AgentSkillsCN

nl2sql

将自然语言查询转换为 PostgreSQL 数据库的 SQL 语句。当用户希望通过自然语言描述查询 pg_mcp_test_small(博客)、pg_mcp_test_medium(电商),或 pg_mcp_test_large(ERP)数据库时,可使用此技能。该工具会生成经过验证并安全执行的只读 SQL 查询。

SKILL.md
--- frontmatter
name: nl2sql
description: Convert natural language queries to SQL for PostgreSQL databases. Use this skill when users want to query pg_mcp_test_small (blog), pg_mcp_test_medium (ecommerce), or pg_mcp_test_large (ERP) databases using natural language descriptions. Generates safe, read-only SQL queries with validation and execution.

Natural Language to SQL (nl2sql)

Overview

This skill converts natural language query descriptions into safe, executable PostgreSQL SQL queries. It supports three test databases:

  • pg_mcp_test_small: Blog system (users, posts, comments, tags)
  • pg_mcp_test_medium: E-commerce platform (products, orders, customers, payments)
  • pg_mcp_test_large: ERP system (HR, Finance, Inventory, CRM, Projects)

Workflow

text
User Request
    |
    v
1. Identify Target Database
    |
    v
2. Load Database Reference
    |
    v
3. Generate SQL Query
    |
    v
4. Security Validation (CRITICAL)
    |
    v
5. Execute Query via psql
    |
    +---> If execution fails --> Deep analysis --> Regenerate SQL --> Step 5
    |
    v
6. Validate Results (score 0-10)
    |
    +---> If score < 7 --> Deep analysis --> Regenerate SQL --> Step 5
    |
    v
7. Return Results (SQL or Data based on user preference)

Database Selection

Based on the user's query context, select the appropriate database:

Keywords/ContextDatabaseSchema
blog, posts, articles, authors, comments, tags, readers, writerspg_mcp_test_smallblog
products, orders, customers, shopping, cart, payments, shipping, reviews, inventory, couponspg_mcp_test_mediumecommerce
employees, HR, departments, salaries, leave, attendance, vendors, invoices, accounting, projects, tasks, tickets, CRM, leads, opportunitiespg_mcp_test_largeerp

Reference Files

Load the appropriate reference file before generating SQL:

SQL Generation Guidelines

Schema Qualification

IMPORTANT: Always use schema-qualified table names:

sql
-- CORRECT
SELECT * FROM blog.posts;
SELECT * FROM ecommerce.orders;
SELECT * FROM erp.employees;

-- INCORRECT (will fail)
SELECT * FROM posts;
SELECT * FROM orders;
SELECT * FROM employees;

Query Best Practices

  1. Use appropriate JOINs: Leverage foreign key relationships documented in references
  2. Use views when available: Views like recent_posts, product_catalog, employee_directory often provide pre-joined data
  3. Apply LIMIT: Add LIMIT 100 by default unless user specifies otherwise
  4. Use proper date/time functions: PostgreSQL-specific functions like date_trunc(), CURRENT_DATE, etc.

- **Entries**:
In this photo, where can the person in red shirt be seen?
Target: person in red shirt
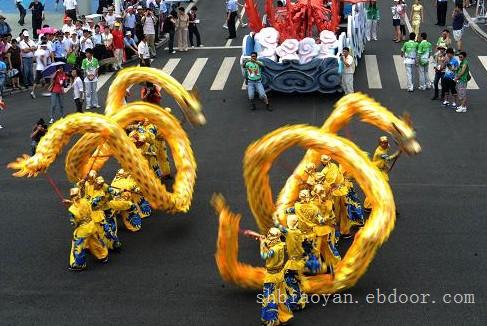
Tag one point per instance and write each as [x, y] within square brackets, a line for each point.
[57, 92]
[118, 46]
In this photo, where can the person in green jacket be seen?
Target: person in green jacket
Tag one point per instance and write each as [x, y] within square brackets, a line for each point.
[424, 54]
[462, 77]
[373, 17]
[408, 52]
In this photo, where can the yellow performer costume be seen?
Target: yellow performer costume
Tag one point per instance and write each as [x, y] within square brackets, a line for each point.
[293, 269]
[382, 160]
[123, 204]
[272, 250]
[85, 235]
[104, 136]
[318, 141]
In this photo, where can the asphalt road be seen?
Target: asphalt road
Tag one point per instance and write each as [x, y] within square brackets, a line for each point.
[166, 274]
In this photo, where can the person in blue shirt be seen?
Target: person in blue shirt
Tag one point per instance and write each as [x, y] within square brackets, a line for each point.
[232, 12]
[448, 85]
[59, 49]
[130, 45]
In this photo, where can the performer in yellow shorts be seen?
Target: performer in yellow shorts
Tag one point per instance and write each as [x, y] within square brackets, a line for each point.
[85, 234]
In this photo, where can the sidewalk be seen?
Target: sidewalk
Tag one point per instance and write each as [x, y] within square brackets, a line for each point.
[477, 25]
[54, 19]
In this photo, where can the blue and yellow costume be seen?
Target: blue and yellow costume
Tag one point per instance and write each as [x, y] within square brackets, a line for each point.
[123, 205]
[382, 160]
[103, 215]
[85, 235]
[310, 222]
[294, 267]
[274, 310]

---

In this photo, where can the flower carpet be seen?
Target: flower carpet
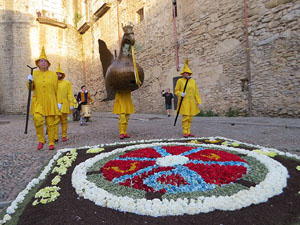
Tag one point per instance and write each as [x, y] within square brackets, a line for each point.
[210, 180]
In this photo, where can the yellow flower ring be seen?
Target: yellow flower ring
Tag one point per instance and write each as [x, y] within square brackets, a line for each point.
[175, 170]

- **Required actions**:
1. From the nl2sql skill page, reproduce the passage verbatim, starting with "1. Use appropriate" and going on through "date_trunc(), CURRENT_DATE, etc.".
2. In the nl2sql skill page, what result validation score sends the workflow into deep analysis and SQL regeneration?

- **Responses for each task**:
1.
1. Use appropriate JOINs: Leverage foreign key relationships documented in references
  2. Use views when available: Views like recent_posts, product_catalog, employee_directory often provide pre-joined data
  3. Apply LIMIT: Add LIMIT 100 by default unless user specifies otherwise
  4. Use proper date/time functions: PostgreSQL-specific functions like date_trunc(), CURRENT_DATE, etc.

2. A score below 7 (on the 0-10 scale).